--- Text segment Enclosed Below ---
VA, DoD Pursue Separate EHR Systems with Data Integration as Goal

By 2017, the Veterans Affairs and Defense departments plan to share electronic health records while modernizing their own respective EHR systems. In its fiscal year 2015 budget, the VA has requested $269 million to modernize its VistA EHR system and to integrate health data with DoD.


By 2017, the Veterans Affairs and Defense departments plan to share electronic health records while modernizing their own respective EHR systems. In its fiscal year 2015 budget, the VA has requested $269 million to modernize its VistA EHR system and to integrate health data with DoD.

“In the near-term, we are working to create seamless integration of DoD, VA, and private provider health data,” VA Secretary Eric Shinseki testified last week before the Senate Veterans’ Affairs Committee. “In the mid-term, we are working to modernize the software supporting DoD and VA clinicians. Together, these two goals will help to create an environment in which clinicians and patients from both Departments are able to share current and future healthcare information for continuity of care and improved treatment.”

Last year, VA and DoD scrapped a joint effort to develop a single system called iEHR--integrated electronic health record system. Instead, the two departments are now pursuing their own respective systems and are focusing on integrating VA and DoD health data later this decade.

“The DoD has its own electronic health record, just as we do,” said the VA’s Shinseki. “They do not [currently] interface in the way that we think is the future. But, we have created a joint viewer developed by our people that will reach into the DoD database, reach into ours, and pull up a single screen where a clinician--either at DoD or VA--can care for patients.”
--- End of Enclosed Text segment ---
== Task requirements ==
Continue the article on the VA and DoD health record plans from where it stops.
--- Provided material Enclosed Below ---
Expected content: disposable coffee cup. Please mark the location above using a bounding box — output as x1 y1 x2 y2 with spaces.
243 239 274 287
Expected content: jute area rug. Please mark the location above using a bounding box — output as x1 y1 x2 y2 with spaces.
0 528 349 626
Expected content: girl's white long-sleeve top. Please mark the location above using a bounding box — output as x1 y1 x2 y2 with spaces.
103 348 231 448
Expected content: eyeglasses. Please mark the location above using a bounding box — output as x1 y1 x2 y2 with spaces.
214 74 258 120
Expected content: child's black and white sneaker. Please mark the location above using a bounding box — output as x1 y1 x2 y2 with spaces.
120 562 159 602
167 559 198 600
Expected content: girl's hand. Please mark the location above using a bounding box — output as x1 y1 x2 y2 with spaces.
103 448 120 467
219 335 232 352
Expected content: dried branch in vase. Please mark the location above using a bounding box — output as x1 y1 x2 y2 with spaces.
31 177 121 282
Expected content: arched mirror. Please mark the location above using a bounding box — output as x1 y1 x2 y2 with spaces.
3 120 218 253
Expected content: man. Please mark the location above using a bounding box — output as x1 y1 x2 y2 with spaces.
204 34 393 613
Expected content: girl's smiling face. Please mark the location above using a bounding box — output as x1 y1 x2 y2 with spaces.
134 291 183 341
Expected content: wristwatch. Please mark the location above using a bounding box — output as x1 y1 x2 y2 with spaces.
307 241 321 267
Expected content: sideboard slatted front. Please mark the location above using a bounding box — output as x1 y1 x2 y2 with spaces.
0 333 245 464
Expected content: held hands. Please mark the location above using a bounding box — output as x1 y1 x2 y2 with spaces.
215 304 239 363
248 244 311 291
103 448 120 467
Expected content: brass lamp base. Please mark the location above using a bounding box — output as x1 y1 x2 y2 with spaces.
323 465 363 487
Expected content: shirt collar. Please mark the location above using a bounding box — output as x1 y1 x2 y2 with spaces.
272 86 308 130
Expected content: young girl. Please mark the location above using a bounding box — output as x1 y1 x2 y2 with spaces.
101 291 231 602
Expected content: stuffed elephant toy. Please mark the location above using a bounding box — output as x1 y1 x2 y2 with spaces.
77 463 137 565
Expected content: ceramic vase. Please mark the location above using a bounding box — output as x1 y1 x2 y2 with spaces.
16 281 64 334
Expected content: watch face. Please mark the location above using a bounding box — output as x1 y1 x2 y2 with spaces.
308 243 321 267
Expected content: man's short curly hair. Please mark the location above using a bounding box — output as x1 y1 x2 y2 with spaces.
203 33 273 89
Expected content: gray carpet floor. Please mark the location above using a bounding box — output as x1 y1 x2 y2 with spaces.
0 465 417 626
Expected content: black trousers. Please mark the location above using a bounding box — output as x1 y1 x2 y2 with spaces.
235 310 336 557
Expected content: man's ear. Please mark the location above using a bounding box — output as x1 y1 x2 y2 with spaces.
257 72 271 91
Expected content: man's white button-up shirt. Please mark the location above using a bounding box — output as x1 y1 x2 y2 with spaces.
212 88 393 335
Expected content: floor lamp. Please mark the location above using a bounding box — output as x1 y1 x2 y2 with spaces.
--- End of Enclosed Provided material ---
== Response for this exercise ==
The VA Secretary told senators that DoD is currently in the acquisition process for development of a new military EHR system. At a separate hearing last week held by the House Veterans’ Affairs Committee, Shinseki informed lawmakers that the VA intends to bid for DoD’s EHR procurement and that his work over the next two years is to get the VA “as competitive as anybody else” in the commercial space. He testified that when Defense Secretary Chuck Hagel is “ready to make a decision on the DoD electronic health record we want to be in the competition.”

The VA’s VistA EHR has been in operation since 1997, according to Shinseki, and the system has steadily evolved over the years into additional capabilities. “We’re comfortable with it and we’re going to pursue raising VistA from a Level 2 electronic health record to Level 4, which would put it at the top of the competitors,” he said. “Our code is government owned, government operated and we’re comfortable with it. We think we’re going to be competitive.”